===== Supplied data =====

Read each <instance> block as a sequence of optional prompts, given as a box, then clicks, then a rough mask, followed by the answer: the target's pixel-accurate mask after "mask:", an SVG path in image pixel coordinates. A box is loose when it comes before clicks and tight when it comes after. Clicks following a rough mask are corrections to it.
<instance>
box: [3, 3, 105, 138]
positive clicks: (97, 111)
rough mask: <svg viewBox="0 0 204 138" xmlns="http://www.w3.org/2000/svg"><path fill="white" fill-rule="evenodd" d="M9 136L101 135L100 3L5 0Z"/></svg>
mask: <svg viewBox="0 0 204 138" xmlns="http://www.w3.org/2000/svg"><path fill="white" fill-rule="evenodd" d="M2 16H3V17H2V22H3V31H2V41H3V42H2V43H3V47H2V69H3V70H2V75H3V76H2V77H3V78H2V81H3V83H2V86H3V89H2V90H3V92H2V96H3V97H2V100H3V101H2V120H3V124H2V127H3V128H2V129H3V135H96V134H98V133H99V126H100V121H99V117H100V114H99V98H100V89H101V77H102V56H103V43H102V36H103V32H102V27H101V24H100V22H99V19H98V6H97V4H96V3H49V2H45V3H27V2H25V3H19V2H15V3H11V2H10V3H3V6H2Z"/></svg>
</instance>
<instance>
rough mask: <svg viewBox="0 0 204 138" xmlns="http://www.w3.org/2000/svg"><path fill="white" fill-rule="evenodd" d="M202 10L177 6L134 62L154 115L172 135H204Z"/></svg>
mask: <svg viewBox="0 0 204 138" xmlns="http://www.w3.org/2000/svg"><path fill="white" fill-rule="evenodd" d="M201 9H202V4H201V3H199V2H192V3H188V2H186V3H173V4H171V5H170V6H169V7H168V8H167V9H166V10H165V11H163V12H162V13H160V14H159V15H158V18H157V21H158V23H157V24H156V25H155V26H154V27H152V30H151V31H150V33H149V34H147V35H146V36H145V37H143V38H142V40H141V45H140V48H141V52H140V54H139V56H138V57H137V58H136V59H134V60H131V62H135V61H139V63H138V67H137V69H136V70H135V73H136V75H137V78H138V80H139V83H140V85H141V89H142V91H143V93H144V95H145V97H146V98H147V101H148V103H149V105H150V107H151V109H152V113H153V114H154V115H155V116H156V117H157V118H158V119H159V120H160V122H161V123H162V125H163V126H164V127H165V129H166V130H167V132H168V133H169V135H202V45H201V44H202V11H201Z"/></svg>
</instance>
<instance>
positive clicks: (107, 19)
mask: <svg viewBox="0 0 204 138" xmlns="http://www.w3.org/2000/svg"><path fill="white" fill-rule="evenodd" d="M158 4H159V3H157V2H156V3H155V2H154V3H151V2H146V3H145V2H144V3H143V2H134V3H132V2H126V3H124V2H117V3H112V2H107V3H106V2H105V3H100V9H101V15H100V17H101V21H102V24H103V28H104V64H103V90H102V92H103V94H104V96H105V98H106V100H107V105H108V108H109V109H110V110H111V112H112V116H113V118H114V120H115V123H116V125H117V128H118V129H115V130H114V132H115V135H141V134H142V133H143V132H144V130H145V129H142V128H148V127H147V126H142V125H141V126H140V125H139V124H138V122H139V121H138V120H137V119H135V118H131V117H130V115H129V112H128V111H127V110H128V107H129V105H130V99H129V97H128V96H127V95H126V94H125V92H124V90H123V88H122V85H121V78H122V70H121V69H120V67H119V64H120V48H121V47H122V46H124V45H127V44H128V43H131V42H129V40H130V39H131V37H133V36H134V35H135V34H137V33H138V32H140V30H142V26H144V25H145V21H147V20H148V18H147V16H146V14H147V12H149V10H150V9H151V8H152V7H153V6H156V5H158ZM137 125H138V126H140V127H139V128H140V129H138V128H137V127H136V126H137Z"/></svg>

=====

## Problem statement
Each line of the listing has to be reproduced exactly.

## Exercise output
Read each <instance> block as a sequence of optional prompts, given as a box, then clicks, then a rough mask, followed by the answer: the target's pixel-accurate mask after "mask:", an SVG path in image pixel coordinates. A box is loose when it comes before clicks and tight when it comes after. Clicks following a rough mask are corrections to it.
<instance>
box: [3, 3, 105, 138]
positive clicks: (97, 111)
rough mask: <svg viewBox="0 0 204 138" xmlns="http://www.w3.org/2000/svg"><path fill="white" fill-rule="evenodd" d="M9 136L101 135L100 3L5 0Z"/></svg>
mask: <svg viewBox="0 0 204 138" xmlns="http://www.w3.org/2000/svg"><path fill="white" fill-rule="evenodd" d="M2 16H3V17H2V22H3V31H2V41H3V42H2V43H3V47H2V69H3V70H2V75H3V76H2V77H3V78H2V81H3V83H2V86H3V89H2V90H3V92H2V96H3V97H2V100H3V101H2V120H3V124H2V127H3V128H2V129H3V135H96V134H98V133H99V126H100V121H99V117H100V114H99V98H100V89H101V77H102V56H103V43H102V36H103V32H102V27H101V24H100V22H99V19H98V6H97V4H96V3H49V2H45V3H27V2H25V3H19V2H15V3H11V2H10V3H3V6H2Z"/></svg>
</instance>
<instance>
rough mask: <svg viewBox="0 0 204 138" xmlns="http://www.w3.org/2000/svg"><path fill="white" fill-rule="evenodd" d="M202 10L177 6L134 62L154 115L172 135H204Z"/></svg>
mask: <svg viewBox="0 0 204 138" xmlns="http://www.w3.org/2000/svg"><path fill="white" fill-rule="evenodd" d="M201 9H202V4H201V3H199V2H192V3H188V2H186V3H173V4H171V5H170V6H169V7H168V8H167V9H166V10H165V11H163V12H162V13H160V14H159V15H158V18H157V21H158V23H157V24H156V25H155V26H154V27H152V30H151V31H150V33H149V34H147V35H146V36H145V37H143V38H142V40H141V45H140V48H141V52H140V54H139V56H138V57H137V58H136V59H134V60H131V62H135V61H139V63H138V67H137V69H136V70H135V73H136V75H137V78H138V80H139V83H140V85H141V89H142V91H143V93H144V95H145V97H146V98H147V101H148V103H149V105H150V107H151V109H152V113H153V114H154V115H155V116H156V117H157V118H158V119H159V120H160V122H161V123H162V125H163V126H164V127H165V129H166V130H167V132H168V133H169V135H202V45H201V44H202V11H201Z"/></svg>
</instance>
<instance>
positive clicks: (107, 19)
mask: <svg viewBox="0 0 204 138" xmlns="http://www.w3.org/2000/svg"><path fill="white" fill-rule="evenodd" d="M158 4H159V3H157V2H156V3H155V2H154V3H151V2H146V3H145V2H144V3H143V2H134V3H132V2H126V3H124V2H117V3H112V2H107V3H106V2H105V3H100V9H101V15H100V17H101V21H102V24H103V28H104V64H103V90H102V92H103V94H104V96H105V98H106V100H107V105H108V108H109V109H110V110H111V112H112V116H113V118H114V120H115V123H116V125H117V128H118V129H115V130H114V132H115V135H141V134H142V133H143V132H144V130H145V129H142V128H148V127H147V126H142V125H141V126H140V125H139V124H138V122H139V121H138V120H137V119H135V118H131V117H130V115H129V112H128V111H127V110H128V107H129V105H130V99H129V97H128V96H127V95H126V94H125V92H124V90H123V88H122V85H121V78H122V70H121V69H120V67H119V64H120V48H121V47H122V46H124V45H127V44H128V43H131V42H129V40H130V39H131V37H133V36H134V35H135V34H137V33H138V32H140V30H142V26H144V25H145V21H147V20H148V18H147V16H146V14H147V12H149V10H150V9H151V8H152V7H153V6H156V5H158ZM137 125H138V126H140V127H139V128H140V129H138V128H137V127H136V126H137Z"/></svg>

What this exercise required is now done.